> **Work to be completed**:
Copy out every line of the listing below word for word.

------ Records for this task

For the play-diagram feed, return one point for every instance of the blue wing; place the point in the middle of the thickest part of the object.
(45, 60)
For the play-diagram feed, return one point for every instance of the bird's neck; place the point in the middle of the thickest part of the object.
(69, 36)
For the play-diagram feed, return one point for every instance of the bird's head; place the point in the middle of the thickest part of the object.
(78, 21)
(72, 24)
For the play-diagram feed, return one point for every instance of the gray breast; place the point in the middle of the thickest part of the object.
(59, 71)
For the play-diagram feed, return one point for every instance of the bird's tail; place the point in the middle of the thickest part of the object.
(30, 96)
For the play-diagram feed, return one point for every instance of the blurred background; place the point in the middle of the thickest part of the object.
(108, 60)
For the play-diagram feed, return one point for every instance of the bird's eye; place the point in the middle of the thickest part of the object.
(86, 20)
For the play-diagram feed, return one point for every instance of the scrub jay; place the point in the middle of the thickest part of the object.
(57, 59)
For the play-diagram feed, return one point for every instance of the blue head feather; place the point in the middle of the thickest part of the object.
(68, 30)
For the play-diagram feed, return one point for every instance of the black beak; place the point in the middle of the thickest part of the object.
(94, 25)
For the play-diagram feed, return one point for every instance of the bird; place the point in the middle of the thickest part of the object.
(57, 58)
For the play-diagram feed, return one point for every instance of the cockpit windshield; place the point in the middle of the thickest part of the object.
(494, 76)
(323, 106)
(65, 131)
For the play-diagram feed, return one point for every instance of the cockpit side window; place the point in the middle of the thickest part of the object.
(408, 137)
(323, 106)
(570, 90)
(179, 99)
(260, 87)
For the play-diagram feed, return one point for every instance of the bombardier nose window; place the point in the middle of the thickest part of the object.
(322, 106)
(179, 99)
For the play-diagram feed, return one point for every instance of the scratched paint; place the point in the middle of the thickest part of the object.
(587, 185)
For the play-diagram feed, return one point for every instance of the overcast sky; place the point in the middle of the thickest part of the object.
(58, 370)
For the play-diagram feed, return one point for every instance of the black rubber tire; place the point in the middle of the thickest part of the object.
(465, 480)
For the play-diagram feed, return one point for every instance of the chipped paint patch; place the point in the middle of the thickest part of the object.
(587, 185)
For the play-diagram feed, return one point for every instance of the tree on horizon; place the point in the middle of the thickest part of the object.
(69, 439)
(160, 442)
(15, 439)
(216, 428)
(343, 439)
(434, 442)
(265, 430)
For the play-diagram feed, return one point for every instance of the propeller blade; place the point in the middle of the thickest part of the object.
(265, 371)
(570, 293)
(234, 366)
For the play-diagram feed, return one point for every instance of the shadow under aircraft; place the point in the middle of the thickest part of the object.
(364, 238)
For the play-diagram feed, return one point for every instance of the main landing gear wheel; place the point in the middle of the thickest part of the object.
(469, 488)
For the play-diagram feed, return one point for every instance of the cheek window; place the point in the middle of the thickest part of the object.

------------

> **Worked answer**:
For the play-diagram feed, return one point for every instance of the blue wing; place the point in the middle of the thickest part of the object.
(45, 60)
For the play-diagram feed, return one point for every instance of the bird's neck; place the point in the middle of the thickest part of the object.
(69, 36)
For the play-diagram feed, return one point for every instance of the bird's head; place the point in the middle of the thickest part of the object.
(78, 21)
(72, 24)
For the play-diagram feed, return one point for every instance of the gray breast; place the point in the middle of the thickest part of the object.
(59, 71)
For the play-diagram feed, return one point for every instance of the bird's tail; place the point in the middle of the thickest part of the object.
(30, 96)
For the play-diagram feed, return one point for every instance of the blurred background; place the point in the middle of the thickest part of the object.
(108, 60)
For the play-diagram feed, return one point for every instance of the bird's eye; place the point in the middle of the thickest part of the object.
(86, 20)
For the play-diagram feed, return one point for every instance of the scrub jay; place the point in the middle of the thickest part of the object.
(57, 59)
For the play-diagram feed, return one point for every instance of the blue head feather; place the point in the middle of the thickest part of the object.
(68, 30)
For the play-diagram feed, return one point for every instance of the black beak; place the point in the middle of the thickest part of the object.
(94, 25)
For the play-diagram feed, return one point for every instance of the bird; place the point in the middle of the thickest part of the object.
(57, 58)
For the play-diagram feed, return one point for every instance of the cockpit windshield; place the point in the middle of the thickest part of the object.
(494, 76)
(323, 106)
(65, 131)
For the play-diagram feed, return one point for every instance of the cockpit side window; place the point in the middle of the thickest part of the object.
(408, 137)
(323, 106)
(570, 90)
(179, 99)
(260, 87)
For the play-diagram feed, return one point for every instance of the bombardier nose window; place the point in the middle of the thickest part of the object.
(322, 106)
(179, 99)
For the play-diagram feed, return one point for every instance of the scratched paint; place the point in the middle of the thickest part of the object.
(587, 185)
For the play-diagram feed, return one point for every instance of the overcast sky; place the point in the middle of the thickest part of the object.
(58, 370)
For the play-diagram feed, return one point for every instance of the black rubber tire; place the point in the middle of the thickest part of the object.
(465, 480)
For the play-diagram feed, return one point for every instance of the chipped paint patch; place the point in the middle of the thickest part of the object.
(587, 185)
For the play-diagram feed, return one point for every instance of the tree on horizon; place the point in the middle of the thickest part of the object.
(69, 439)
(160, 442)
(15, 439)
(216, 428)
(343, 439)
(434, 442)
(265, 430)
For the play-diagram feed, return one point for every instance of the propeller blade; place the point in the middle of the thickest part of the object.
(265, 371)
(570, 293)
(234, 366)
For the play-diagram feed, return one point for every instance of the shadow under aircraft; place the point in the middle of the thickest part of the object.
(364, 238)
For the play-diagram feed, return one point for every instance of the main landing gear wheel; place the point in the middle of the thickest part of the object.
(469, 488)
For the play-diagram feed, return one point for every instance of the cheek window; place the point in the middle of the thickest part of the object.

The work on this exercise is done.